▶ **The records**
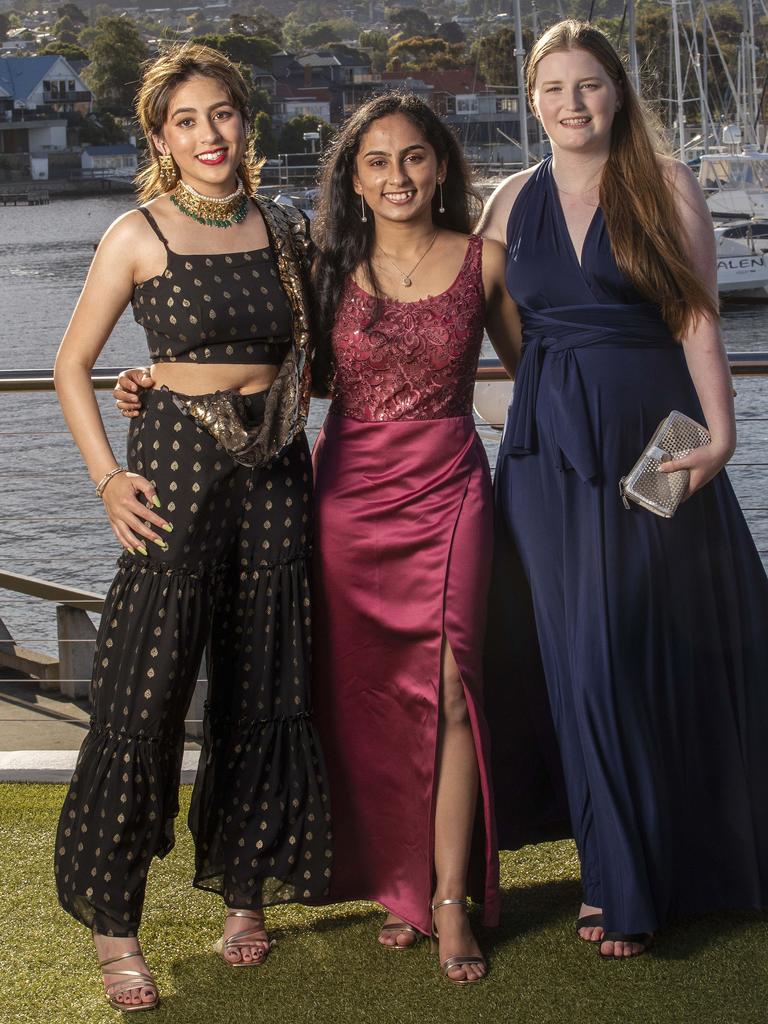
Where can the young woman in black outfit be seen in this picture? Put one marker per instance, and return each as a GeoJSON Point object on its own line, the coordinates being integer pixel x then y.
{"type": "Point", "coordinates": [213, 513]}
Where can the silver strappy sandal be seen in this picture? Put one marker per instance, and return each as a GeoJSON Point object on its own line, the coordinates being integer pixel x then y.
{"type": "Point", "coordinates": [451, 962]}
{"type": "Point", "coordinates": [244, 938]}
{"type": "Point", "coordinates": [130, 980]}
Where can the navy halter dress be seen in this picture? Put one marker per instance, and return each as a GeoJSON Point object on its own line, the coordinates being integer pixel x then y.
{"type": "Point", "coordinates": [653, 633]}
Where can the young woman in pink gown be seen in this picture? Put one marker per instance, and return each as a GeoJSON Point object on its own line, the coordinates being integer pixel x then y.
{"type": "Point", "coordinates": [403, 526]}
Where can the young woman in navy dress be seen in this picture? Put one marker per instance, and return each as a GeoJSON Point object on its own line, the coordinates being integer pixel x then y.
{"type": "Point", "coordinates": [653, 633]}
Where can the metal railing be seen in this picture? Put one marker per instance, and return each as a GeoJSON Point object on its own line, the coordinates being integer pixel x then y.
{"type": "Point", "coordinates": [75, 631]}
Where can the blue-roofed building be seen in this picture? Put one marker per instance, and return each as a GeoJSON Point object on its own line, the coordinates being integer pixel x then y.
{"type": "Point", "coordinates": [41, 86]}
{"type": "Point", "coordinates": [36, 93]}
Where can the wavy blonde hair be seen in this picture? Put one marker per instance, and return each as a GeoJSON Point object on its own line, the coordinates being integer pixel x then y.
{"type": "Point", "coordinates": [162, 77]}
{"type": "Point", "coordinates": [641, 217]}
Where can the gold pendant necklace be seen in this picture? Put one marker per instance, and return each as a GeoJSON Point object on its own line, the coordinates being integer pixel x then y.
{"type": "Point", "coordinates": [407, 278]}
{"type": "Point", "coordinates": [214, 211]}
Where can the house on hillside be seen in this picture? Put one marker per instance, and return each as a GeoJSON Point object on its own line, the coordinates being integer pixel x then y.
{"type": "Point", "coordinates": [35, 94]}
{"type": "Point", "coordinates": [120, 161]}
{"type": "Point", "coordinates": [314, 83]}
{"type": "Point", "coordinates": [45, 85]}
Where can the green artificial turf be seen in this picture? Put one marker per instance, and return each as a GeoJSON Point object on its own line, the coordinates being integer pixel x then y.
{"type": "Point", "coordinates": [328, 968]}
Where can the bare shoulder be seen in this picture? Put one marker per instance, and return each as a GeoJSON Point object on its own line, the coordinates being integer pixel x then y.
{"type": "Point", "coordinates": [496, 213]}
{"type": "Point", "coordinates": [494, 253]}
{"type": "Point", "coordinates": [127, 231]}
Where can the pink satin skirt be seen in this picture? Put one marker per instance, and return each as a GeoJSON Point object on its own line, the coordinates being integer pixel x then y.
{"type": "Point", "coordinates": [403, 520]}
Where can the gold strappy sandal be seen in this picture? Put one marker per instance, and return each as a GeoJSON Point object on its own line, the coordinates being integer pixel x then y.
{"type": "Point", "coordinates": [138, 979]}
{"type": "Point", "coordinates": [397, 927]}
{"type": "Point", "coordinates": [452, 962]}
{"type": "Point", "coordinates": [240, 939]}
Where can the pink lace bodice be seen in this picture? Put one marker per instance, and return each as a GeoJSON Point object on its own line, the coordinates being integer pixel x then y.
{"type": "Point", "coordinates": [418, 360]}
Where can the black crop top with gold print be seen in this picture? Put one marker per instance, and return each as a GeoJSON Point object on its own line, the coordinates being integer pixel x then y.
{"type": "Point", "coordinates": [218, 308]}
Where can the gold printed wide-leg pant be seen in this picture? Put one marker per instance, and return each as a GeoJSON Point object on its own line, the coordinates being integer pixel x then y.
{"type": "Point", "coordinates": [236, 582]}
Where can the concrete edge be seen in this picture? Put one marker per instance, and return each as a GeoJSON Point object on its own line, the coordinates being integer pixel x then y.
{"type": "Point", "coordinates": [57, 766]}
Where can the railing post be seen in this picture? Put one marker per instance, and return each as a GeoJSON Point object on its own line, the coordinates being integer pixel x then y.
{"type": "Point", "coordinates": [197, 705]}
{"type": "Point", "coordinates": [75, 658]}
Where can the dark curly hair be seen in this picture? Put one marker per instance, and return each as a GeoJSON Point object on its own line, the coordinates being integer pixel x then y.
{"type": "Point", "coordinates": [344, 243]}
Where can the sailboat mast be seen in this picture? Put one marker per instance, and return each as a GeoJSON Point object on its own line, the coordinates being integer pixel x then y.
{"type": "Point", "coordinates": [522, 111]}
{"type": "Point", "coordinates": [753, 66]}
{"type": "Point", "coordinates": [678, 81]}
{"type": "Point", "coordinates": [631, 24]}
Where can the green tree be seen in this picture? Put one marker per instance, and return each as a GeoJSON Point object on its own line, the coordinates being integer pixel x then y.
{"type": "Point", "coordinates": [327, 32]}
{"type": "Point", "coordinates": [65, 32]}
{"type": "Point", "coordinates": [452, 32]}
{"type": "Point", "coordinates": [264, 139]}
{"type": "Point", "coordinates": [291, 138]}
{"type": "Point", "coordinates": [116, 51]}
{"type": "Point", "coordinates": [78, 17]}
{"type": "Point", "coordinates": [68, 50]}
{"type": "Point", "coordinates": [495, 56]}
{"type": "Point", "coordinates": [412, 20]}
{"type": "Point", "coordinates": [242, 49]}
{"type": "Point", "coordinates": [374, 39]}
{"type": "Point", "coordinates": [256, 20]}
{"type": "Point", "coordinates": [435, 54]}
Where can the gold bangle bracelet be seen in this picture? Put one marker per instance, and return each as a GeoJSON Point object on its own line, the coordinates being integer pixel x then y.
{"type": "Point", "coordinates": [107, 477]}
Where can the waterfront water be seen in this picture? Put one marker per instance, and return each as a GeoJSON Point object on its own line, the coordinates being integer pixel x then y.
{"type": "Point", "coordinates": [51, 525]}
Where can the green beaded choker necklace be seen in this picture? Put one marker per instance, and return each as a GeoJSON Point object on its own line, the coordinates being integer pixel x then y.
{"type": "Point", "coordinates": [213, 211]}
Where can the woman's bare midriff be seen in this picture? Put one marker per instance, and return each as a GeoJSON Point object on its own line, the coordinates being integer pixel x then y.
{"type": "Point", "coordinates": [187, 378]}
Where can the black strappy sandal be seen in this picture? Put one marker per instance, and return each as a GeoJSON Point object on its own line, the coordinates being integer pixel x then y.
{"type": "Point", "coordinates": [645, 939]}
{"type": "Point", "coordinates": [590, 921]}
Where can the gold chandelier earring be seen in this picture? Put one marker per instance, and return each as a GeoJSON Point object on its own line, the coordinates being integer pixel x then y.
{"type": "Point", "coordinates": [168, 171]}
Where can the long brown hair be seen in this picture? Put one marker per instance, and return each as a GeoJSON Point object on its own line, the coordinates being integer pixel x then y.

▶ **Work to complete**
With the pictures excluded, retype the records above verbatim.

▶ **Exercise output**
Where can the young woman in black outfit be seen in this picture? Put one marker per instance, and return each as a GeoJSON Point object on its own line, the coordinates being integer pixel x then y.
{"type": "Point", "coordinates": [213, 513]}
Where can the silver strappy sandal be seen in this picture? Put one marker per instance, and return each as a GeoJSON Point object on its own line, the coordinates being integer pixel x then y.
{"type": "Point", "coordinates": [451, 962]}
{"type": "Point", "coordinates": [244, 938]}
{"type": "Point", "coordinates": [130, 980]}
Where can the navy halter dress be seen in this picture? Put one marker per instance, and return each as a GeoJSON Point object on its own line, the coordinates being integer pixel x then y.
{"type": "Point", "coordinates": [653, 633]}
Where can the young woman in pink gown be seen in this picture? Put one marker per instance, and return each as a GeoJSON Point object on its own line, the coordinates being integer pixel x then y.
{"type": "Point", "coordinates": [403, 526]}
Where can the young woman in navy dress be seen in this picture? Put one marker per instance, and return each as a GeoJSON Point object on its own line, the coordinates being integer pixel x then y.
{"type": "Point", "coordinates": [653, 633]}
Where can the metal railing be seen in this picture? Put one marker per instance, and return each as a GeoJSON Point object on its own line, the coordinates being integer pixel x then y.
{"type": "Point", "coordinates": [75, 631]}
Where can the blue-roofed building be seen in this picture? Put one marker per instance, and return each as a GeoJSON Point object on its own line, the coordinates being integer pixel x then y.
{"type": "Point", "coordinates": [41, 86]}
{"type": "Point", "coordinates": [36, 93]}
Where can the wavy blonde hair be seen in this picture? Put one marker per instance, and return each as a GeoJSON Point object on its own line, the coordinates being integer pixel x then y.
{"type": "Point", "coordinates": [162, 77]}
{"type": "Point", "coordinates": [641, 217]}
Where can the gold pendant necklace be seen in this picture? Put one marker per instance, and return each as a GeoJSON Point object on its own line, the coordinates being integer pixel x then y.
{"type": "Point", "coordinates": [407, 278]}
{"type": "Point", "coordinates": [214, 211]}
Where can the house on hillside be seen in this picture? Put one marker per instance, and return each as a GeoJSON Point object on its own line, the coordinates being integer pixel x then y.
{"type": "Point", "coordinates": [35, 94]}
{"type": "Point", "coordinates": [120, 161]}
{"type": "Point", "coordinates": [314, 83]}
{"type": "Point", "coordinates": [45, 85]}
Where can the green artificial turf be seen in this picture? Put one marker per instance, and return each as a GeoJSON Point object on its own line, the coordinates being integer pixel x then y.
{"type": "Point", "coordinates": [328, 968]}
Where can the bare shoulder be seen in this picture? Put one marker per instance, and return each as a GeoJSON Point object on its own line, the coordinates being integer pixel x then y.
{"type": "Point", "coordinates": [496, 213]}
{"type": "Point", "coordinates": [494, 253]}
{"type": "Point", "coordinates": [127, 231]}
Where can the pink satin skirt be seen in this picture? Put one marker per instance, and return each as a GeoJSON Point object on its own line, the coordinates being integer pixel x then y.
{"type": "Point", "coordinates": [403, 520]}
Where can the gold strappy sandal be seen in this picture? Put one marker per instance, and return each as a GeoJSON Point object on its own line, the coordinates being integer pixel x then y.
{"type": "Point", "coordinates": [138, 979]}
{"type": "Point", "coordinates": [397, 927]}
{"type": "Point", "coordinates": [452, 962]}
{"type": "Point", "coordinates": [240, 939]}
Where can the pink lace bodice be seen in this picture? Put one marker per instance, and return each as a GeoJSON Point object on its own line, the coordinates being integer pixel x then y.
{"type": "Point", "coordinates": [418, 360]}
Where can the black crop top with gold print be seen in this picture? Put one marker per instance, and return each as a GeoJSON Point object on its own line, the coordinates being integer pixel x then y.
{"type": "Point", "coordinates": [218, 308]}
Where can the gold printed wide-leg pant be seen in this picture? Put one marker per instance, and return each as a GeoJSON Point object on its own line, the coordinates being integer pixel x then y.
{"type": "Point", "coordinates": [236, 582]}
Where can the concrete edge be seen in this picture? Put one marker per instance, and return each as a GeoJSON Point object on its own line, the coordinates being integer pixel x then y.
{"type": "Point", "coordinates": [57, 766]}
Where can the railing post be seen in this picture? Put one marker per instance, and return each as a GeoJSON Point object on its own line, the coordinates being integer pixel x then y.
{"type": "Point", "coordinates": [197, 705]}
{"type": "Point", "coordinates": [75, 658]}
Where can the dark curly hair be seen in this picture? Put one marker per instance, and return each as a GeoJSON Point object on its own line, the coordinates being integer pixel x then y.
{"type": "Point", "coordinates": [344, 243]}
Where can the sailboat mast be seen in this picture? Put one marker per instance, and return each as a GeoJSON Point object on its own line, the coordinates being integer pixel x then y.
{"type": "Point", "coordinates": [522, 111]}
{"type": "Point", "coordinates": [753, 66]}
{"type": "Point", "coordinates": [678, 81]}
{"type": "Point", "coordinates": [631, 24]}
Where can the green tree be seen in this picture? Put one marker per instance, and return each as a GeoJSON Point object on its own line, the coordinates being integer pixel x then y.
{"type": "Point", "coordinates": [327, 32]}
{"type": "Point", "coordinates": [65, 32]}
{"type": "Point", "coordinates": [452, 32]}
{"type": "Point", "coordinates": [264, 139]}
{"type": "Point", "coordinates": [291, 138]}
{"type": "Point", "coordinates": [116, 51]}
{"type": "Point", "coordinates": [78, 17]}
{"type": "Point", "coordinates": [68, 50]}
{"type": "Point", "coordinates": [495, 56]}
{"type": "Point", "coordinates": [412, 20]}
{"type": "Point", "coordinates": [242, 49]}
{"type": "Point", "coordinates": [374, 39]}
{"type": "Point", "coordinates": [256, 20]}
{"type": "Point", "coordinates": [435, 54]}
Where can the gold bangle bracelet be seen in this picture? Put one marker per instance, and return each as a GeoJSON Point object on its own line, the coordinates being integer pixel x then y.
{"type": "Point", "coordinates": [107, 477]}
Where can the waterfront water be seen in this picture? Put one marker per instance, and return each as a GeoJSON Point object on its own line, the coordinates being integer pixel x then y.
{"type": "Point", "coordinates": [51, 525]}
Where can the green beaded choker necklace be seen in this picture? Put one marker per instance, and return each as a GeoJSON Point object on its own line, the coordinates being integer pixel x then y.
{"type": "Point", "coordinates": [213, 211]}
Where can the woman's bare midriff be seen in this picture? Put one marker per instance, and return each as a GeoJSON Point object on its own line, the coordinates being integer pixel x then y.
{"type": "Point", "coordinates": [187, 378]}
Where can the black strappy sandal be seen in this picture? Put one marker per instance, and return each as a GeoJSON Point object on its own line, the coordinates being integer pixel x then y.
{"type": "Point", "coordinates": [645, 939]}
{"type": "Point", "coordinates": [590, 921]}
Where can the gold chandelier earring be seen in this picture? Put one marker per instance, and return each as a GeoJSON Point object on its own line, the coordinates being integer pixel x then y.
{"type": "Point", "coordinates": [168, 171]}
Where can the long brown hair be seen in this picture? Put one marker per instance, and return each as a GeoJSON Point object on its own line, the coordinates being integer pixel x then y.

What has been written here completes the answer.